Competing Interests: The authors have declared that no competing interests exist.
Protein-protein interactions (PPIs) are integral to virtually all
cellular processes, such as metabolism, signaling, regulation, and
proliferation. Collecting data on individual interactions is crucial
for understanding these processes at a systems biology level [1].
Known PPIs help to predict the function of yet uncharacterized
proteins, for instance using conserved PPI networks [2] or
proximity in a PPI network [3]. Networks can be generated from
molecular interaction data and are useful for multiple purposes,
such as identification of functional modules [4] or finding novel
associations between genes and diseases [5].
Several approaches are in use to study interactions in large- or
small-scale experiments. Among the techniques most often used
are two-hybrid screens, mass spectrometry, and tandem affinity
purification [6]. Results of high-throughput techniques (such as
two-hybrid screens and mass spectrometry) usually are published
in tabular form and can be imported by renowned PPI databases
quickly. These techniques are prone to produce comparably large
numbers of false positives [7]. Other techniques, such as
coimmunoprecipitation, cross-linking, or rate-zonal centrifugation,
produce more reliable results but are small-scale; these are
typically used to verify interesting yet putative interactions,
possibly first hypothesized during large-scale experiments [8].

* **SOURCE INFORMATION**:
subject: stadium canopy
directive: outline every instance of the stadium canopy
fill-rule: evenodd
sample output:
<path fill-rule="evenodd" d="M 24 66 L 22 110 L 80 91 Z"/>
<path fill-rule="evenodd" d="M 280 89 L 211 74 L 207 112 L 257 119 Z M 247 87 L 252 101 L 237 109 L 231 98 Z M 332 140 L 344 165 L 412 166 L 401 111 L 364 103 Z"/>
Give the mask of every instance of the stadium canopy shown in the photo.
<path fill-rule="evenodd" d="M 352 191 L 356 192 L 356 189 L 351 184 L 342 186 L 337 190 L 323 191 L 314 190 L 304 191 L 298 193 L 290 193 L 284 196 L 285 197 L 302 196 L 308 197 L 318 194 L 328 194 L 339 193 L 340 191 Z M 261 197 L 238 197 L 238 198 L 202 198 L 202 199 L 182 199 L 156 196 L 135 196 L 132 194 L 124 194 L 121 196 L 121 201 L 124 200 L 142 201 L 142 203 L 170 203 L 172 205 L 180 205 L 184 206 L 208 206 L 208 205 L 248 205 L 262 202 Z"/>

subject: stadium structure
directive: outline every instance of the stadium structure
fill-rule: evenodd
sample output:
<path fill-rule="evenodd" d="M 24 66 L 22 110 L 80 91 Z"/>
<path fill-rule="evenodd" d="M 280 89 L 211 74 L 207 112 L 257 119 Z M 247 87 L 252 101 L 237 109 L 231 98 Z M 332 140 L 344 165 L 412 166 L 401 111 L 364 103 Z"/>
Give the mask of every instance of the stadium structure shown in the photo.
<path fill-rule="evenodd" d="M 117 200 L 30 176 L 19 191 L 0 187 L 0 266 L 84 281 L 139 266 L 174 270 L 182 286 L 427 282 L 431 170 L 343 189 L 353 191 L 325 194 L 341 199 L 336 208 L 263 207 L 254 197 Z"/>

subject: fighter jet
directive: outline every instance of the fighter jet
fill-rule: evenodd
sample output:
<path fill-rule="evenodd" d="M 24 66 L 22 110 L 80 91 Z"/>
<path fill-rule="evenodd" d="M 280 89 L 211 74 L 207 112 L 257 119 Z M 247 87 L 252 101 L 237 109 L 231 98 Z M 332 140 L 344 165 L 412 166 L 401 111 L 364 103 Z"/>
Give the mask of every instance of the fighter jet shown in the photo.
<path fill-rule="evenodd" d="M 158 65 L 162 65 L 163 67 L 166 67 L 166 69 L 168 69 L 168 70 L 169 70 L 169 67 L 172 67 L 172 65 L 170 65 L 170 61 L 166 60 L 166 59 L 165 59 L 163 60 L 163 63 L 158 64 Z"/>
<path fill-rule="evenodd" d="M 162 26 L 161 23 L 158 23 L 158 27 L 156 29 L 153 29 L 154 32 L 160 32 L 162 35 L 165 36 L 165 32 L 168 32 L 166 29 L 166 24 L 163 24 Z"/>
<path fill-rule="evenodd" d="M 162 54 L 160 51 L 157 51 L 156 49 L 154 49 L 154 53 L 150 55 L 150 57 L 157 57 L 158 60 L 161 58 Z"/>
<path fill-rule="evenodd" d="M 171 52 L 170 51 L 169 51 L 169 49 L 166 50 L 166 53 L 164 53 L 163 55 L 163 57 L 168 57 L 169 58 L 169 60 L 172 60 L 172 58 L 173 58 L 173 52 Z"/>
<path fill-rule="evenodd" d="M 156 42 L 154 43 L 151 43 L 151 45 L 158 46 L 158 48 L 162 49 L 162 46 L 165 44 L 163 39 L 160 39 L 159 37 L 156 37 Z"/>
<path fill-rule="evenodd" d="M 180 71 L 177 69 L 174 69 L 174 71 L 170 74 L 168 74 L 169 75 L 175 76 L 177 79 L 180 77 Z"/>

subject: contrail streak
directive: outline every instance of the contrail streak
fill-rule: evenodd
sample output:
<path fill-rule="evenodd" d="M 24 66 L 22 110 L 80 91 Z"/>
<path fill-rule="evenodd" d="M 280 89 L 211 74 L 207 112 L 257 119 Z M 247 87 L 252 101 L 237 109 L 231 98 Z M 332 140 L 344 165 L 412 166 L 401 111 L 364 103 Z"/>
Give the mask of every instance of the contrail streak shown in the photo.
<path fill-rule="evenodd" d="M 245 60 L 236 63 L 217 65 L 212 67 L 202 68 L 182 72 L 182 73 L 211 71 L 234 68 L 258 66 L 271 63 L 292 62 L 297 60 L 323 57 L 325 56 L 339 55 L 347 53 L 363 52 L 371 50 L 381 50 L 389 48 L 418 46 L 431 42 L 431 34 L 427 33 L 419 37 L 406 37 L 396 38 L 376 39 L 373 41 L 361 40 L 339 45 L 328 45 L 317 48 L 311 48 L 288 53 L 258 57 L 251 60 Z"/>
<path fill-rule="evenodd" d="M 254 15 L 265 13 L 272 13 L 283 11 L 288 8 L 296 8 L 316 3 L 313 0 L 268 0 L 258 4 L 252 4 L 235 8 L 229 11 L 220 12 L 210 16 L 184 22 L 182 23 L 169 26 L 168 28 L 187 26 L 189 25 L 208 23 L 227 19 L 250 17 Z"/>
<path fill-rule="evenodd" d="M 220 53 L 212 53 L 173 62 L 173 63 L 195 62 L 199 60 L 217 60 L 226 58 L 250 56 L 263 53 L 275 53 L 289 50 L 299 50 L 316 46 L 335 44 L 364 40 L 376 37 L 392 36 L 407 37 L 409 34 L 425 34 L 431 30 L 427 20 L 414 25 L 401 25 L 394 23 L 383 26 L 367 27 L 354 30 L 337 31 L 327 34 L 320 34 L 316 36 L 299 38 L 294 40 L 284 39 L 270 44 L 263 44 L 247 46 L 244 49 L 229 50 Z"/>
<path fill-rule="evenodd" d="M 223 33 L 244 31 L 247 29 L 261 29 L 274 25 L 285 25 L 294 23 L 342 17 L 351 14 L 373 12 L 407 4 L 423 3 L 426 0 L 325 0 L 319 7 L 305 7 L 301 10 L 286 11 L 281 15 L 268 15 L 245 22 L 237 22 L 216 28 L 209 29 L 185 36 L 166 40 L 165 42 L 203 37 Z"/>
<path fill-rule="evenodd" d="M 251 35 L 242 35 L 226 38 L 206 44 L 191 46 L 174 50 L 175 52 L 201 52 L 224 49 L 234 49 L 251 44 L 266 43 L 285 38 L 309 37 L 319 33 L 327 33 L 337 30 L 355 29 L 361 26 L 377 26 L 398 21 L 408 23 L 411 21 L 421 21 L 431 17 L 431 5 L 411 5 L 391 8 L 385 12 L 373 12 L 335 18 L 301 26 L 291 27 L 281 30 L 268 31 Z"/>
==
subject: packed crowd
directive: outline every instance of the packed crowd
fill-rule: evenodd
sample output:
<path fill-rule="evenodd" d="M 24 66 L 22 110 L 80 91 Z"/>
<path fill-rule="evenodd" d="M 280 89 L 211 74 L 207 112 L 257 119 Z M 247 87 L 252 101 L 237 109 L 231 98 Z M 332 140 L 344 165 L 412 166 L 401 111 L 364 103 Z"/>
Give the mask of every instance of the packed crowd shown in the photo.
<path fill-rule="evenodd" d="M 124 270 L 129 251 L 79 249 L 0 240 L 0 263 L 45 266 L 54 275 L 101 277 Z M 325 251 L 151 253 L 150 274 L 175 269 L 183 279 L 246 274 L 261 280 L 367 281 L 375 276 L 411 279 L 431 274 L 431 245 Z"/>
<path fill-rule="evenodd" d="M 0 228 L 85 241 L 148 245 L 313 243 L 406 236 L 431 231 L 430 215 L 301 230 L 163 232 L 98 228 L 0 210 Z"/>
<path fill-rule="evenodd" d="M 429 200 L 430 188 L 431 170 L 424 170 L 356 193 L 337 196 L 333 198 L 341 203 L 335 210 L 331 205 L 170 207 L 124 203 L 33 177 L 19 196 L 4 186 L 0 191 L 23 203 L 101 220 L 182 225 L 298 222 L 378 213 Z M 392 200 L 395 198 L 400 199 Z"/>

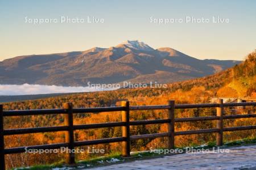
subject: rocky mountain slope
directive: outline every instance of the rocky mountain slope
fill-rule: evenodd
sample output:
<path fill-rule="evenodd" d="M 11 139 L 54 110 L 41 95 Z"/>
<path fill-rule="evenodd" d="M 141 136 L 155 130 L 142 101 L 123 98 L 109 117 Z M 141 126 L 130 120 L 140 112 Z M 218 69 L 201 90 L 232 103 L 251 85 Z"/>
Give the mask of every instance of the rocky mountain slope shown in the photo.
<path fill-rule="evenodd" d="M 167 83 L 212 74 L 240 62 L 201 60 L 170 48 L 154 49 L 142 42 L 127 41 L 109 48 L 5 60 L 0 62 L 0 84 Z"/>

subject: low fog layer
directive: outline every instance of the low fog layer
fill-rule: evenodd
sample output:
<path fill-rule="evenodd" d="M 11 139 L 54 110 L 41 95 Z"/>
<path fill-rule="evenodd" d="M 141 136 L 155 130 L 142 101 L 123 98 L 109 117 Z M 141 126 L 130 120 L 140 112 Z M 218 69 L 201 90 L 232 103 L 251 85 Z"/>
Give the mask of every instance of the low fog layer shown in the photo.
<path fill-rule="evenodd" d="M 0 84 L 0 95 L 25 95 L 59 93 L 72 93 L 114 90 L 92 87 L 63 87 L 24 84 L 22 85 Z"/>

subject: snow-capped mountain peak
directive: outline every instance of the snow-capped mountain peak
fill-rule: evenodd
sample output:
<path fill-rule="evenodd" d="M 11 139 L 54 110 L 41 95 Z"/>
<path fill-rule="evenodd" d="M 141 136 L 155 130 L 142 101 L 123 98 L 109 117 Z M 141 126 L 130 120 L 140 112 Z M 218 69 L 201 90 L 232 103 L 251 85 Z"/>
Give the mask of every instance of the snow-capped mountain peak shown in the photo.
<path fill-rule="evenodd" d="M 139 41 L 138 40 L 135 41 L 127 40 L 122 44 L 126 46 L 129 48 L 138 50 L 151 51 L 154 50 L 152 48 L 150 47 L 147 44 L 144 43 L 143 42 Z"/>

* **WHAT YOU WILL DO**:
[a] Write out the stretch of the protein-protein interaction passage from "Protein-protein interactions (PPIs)" through "biology level [1].".
[b] According to the protein-protein interaction passage, what are small-scale techniques such as coimmunoprecipitation typically used for?
[c] Please list the cellular processes that the protein-protein interaction passage gives as examples of processes to which PPIs are integral.

* **ANSWERS FOR THE TASKS**:
[a]
Protein-protein interactions (PPIs) are integral to virtually all
cellular processes, such as metabolism, signaling, regulation, and
proliferation. Collecting data on individual interactions is crucial
for understanding these processes at a systems biology level [1].

[b] They are typically used to verify interesting yet putative interactions.

[c] Metabolism, signaling, regulation, proliferation